Через секунду я понял, что это значит. Это была лавина, сравнимая по силе с тем, что произошло после смерти Питера Дженнингса. Начиналась длинная цепная реакция. Уход Дианы из утренней передачи, скорее всего, означал, что начальство решило полностью переделать состав ведущих передачи «Доброе утро, Америка», что в свою очередь вызовет изменения во всех подразделениях. Начиналась глобальная перестановка ключевых кадров. Я с тревогой подумал, не пройдет ли это мимо меня. Я вел «Мировые новости» в воскресенье, и мне это нравилось. Но если появлялись новые места, куда я мог попасть, конечно, я этого хотел.

Вскоре после новости о Гибсоне и Сойер ситуация накалилась еще больше. Мы узнали о еще двух людях, перемещавшихся по структруре новостей. Это были Джон Стоссел, соведущий программы «20/20» и Мартин Бэшер, один из трех ведущих Ночного контура. Последнее меня особенно заинтересовало. Уже несколько лет я откровенно метил на позицию ведущего «Ночного контура». Эта должность казалась мне идеальной, я мог бы заниматься этим до самой пенсии. Мне, конечно, нравилось читать короткие отрывки для «Мировых новостей» и «Доброе утро, Америка» – особенно когда новости были горячими – но это было похоже на японские хокку: от 90 до 120 секунд на повтор всех событий дня. В «Ночном контуре» сюжеты занимали от 4 до 8 минут, а на хороший репортаж могли дать все полчаса.

+---+

Задание A: Выпишите из записей ниже все строки, в которых встречается слово «potted».

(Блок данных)
+---+

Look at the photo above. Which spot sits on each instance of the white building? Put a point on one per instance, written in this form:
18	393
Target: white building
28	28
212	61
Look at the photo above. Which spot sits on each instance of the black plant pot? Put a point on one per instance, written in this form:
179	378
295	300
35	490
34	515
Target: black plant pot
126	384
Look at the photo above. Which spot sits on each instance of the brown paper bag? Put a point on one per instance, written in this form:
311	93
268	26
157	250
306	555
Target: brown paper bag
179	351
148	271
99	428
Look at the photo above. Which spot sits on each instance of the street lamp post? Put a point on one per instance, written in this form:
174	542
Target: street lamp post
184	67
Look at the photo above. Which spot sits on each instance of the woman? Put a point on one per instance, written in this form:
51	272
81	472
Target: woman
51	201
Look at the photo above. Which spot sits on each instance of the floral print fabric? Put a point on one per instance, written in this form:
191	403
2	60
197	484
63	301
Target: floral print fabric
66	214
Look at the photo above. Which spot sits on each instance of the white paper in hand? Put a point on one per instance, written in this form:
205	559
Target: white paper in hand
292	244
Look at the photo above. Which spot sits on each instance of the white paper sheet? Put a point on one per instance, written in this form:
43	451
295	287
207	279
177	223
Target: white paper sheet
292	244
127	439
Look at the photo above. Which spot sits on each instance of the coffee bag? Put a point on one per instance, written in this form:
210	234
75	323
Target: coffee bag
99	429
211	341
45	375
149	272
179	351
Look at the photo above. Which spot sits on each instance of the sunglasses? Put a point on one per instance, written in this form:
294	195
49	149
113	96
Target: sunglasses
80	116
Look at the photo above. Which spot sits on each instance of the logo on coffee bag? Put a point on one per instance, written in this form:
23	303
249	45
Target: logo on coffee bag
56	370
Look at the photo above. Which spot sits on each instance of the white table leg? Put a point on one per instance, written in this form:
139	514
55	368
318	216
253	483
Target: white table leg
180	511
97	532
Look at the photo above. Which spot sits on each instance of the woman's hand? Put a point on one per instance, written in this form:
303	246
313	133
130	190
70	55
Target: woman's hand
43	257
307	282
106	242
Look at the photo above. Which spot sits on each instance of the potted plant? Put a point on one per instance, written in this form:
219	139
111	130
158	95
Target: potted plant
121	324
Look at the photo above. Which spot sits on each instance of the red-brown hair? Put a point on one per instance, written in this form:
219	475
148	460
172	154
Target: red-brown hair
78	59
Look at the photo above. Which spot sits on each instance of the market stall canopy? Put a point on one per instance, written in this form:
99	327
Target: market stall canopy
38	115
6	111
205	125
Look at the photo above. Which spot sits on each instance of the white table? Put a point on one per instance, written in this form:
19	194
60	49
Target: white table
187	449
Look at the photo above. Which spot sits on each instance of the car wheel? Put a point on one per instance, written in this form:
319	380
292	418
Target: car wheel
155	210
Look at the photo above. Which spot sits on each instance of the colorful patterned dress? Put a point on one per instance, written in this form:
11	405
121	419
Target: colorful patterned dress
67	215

+---+

Задание B: Отредактируйте часть отрывка выше от «Вскоре после новости» до «дать все полчаса.» включительно и приведите ее полностью, заменив «хокку» на «танка».

Итоговый результат A:
Look at the photo above. Which spot sits on each instance of the potted plant? Put a point on one per instance, written in this form:
Target: potted plant

Итоговый результат B:
Вскоре после новости о Гибсоне и Сойер ситуация накалилась еще больше. Мы узнали о еще двух людях, перемещавшихся по структруре новостей. Это были Джон Стоссел, соведущий программы «20/20» и Мартин Бэшер, один из трех ведущих Ночного контура. Последнее меня особенно заинтересовало. Уже несколько лет я откровенно метил на позицию ведущего «Ночного контура». Эта должность казалась мне идеальной, я мог бы заниматься этим до самой пенсии. Мне, конечно, нравилось читать короткие отрывки для «Мировых новостей» и «Доброе утро, Америка» – особенно когда новости были горячими – но это было похоже на японские танка: от 90 до 120 секунд на повтор всех событий дня. В «Ночном контуре» сюжеты занимали от 4 до 8 минут, а на хороший репортаж могли дать все полчаса.